_WHAT IS REQUIRED:_
Reproduce the records below from the line containing "sweatshirt with a point." through the end of the records, including both ends. Omit the pictures from your copy.

Entries labeling locations in images
──────────────────────────────

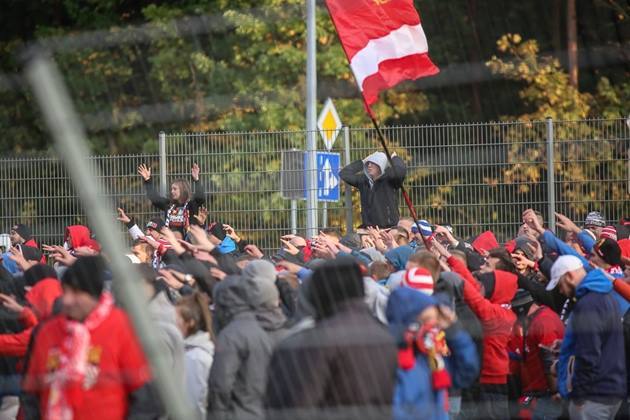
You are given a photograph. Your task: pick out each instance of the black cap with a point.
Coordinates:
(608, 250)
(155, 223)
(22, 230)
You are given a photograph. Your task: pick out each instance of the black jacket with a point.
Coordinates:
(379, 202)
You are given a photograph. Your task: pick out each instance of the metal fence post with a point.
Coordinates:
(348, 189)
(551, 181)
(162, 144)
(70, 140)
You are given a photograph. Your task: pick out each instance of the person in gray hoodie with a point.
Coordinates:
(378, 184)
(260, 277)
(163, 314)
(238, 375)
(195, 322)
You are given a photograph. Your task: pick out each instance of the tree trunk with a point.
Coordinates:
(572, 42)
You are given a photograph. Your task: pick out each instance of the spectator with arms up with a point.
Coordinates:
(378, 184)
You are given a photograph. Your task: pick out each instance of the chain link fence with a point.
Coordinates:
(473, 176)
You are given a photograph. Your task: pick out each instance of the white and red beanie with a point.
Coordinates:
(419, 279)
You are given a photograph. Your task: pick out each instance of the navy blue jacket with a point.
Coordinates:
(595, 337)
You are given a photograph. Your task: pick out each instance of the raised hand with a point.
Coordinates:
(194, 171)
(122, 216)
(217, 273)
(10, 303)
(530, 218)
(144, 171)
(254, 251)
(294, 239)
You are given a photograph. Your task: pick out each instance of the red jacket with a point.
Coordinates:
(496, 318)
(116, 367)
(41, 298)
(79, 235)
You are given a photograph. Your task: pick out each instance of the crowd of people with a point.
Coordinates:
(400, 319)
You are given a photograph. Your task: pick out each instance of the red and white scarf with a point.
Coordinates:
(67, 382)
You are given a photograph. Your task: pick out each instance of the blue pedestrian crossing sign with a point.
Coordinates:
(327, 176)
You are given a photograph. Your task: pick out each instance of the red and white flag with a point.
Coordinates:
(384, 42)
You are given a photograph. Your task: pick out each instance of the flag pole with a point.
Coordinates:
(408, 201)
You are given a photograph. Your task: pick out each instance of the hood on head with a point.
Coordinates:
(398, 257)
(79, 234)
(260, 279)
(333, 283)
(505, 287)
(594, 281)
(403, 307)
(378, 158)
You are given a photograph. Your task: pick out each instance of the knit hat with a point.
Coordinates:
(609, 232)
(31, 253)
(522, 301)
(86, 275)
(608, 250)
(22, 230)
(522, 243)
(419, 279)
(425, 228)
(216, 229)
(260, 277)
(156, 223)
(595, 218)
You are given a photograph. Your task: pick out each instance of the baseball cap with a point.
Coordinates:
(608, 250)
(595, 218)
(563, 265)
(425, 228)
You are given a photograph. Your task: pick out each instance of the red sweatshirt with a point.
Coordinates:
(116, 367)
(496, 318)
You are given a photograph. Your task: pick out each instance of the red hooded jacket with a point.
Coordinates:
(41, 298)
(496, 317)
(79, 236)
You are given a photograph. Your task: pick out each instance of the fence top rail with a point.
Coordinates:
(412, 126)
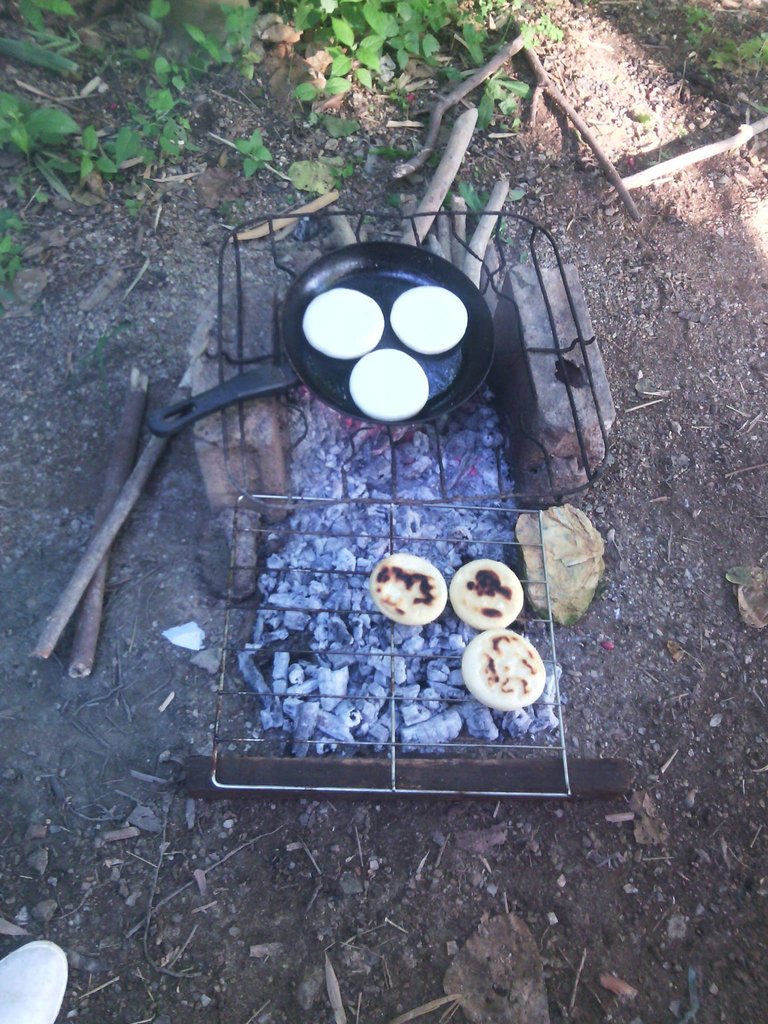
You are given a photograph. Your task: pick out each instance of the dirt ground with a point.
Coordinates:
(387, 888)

──────────────────────────────

_EXERCISE SOLUTION:_
You are given a photograph. Your task: pick out each instance of the red sweatshirt with a point.
Coordinates:
(116, 367)
(496, 318)
You are given a photograph. Your task: pick out each instance of the red hooded jacket with a point.
Coordinates:
(41, 298)
(496, 317)
(79, 236)
You are given a photograph. Your task: pick out each instance of the fence top rail with a point.
Coordinates:
(412, 126)
You are given a photograph. Your task: pick out each instance of the dirt ground with a point.
Coordinates:
(387, 888)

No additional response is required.